What you need to do: Please copy all the lines below, requests included, scaling every x and y coordinate in the answers by 2.6 and rounding each result to a whole number, with halves rounded up.

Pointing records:
= = = = =

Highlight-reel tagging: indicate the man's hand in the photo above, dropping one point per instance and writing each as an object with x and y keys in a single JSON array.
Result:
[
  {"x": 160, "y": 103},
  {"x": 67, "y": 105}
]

= = = = =

Written solution:
Highlight-reel tagging: indicate the man's hand in the photo above, dropping one point per instance and writing each as an object with x and y keys in a single JSON array.
Result:
[
  {"x": 416, "y": 268},
  {"x": 174, "y": 273}
]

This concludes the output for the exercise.